> **DESCRIPTION OF THE TASK**
Rewrite the listing starting at the line containing "Identify each instance of the puppy" and ending at the end of the listing, swapping "integer pixel values" for "whole-number pixel coordinates" and leaving everything else unchanged.

> **MATERIAL TO PROCESS**
[BEGIN]

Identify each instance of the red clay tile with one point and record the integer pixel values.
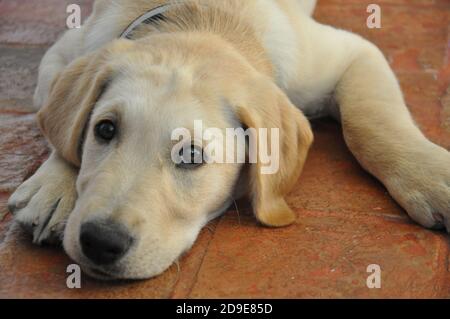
(324, 255)
(22, 149)
(18, 77)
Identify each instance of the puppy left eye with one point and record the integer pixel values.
(105, 130)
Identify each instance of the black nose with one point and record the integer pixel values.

[END]

> **SOLUTION TO THIS TASK**
Identify each instance of the puppy left eye with one point and record the whole-number pixel coordinates.
(105, 130)
Identify each instance of the black nose with one point and record the whole-number pixel coordinates.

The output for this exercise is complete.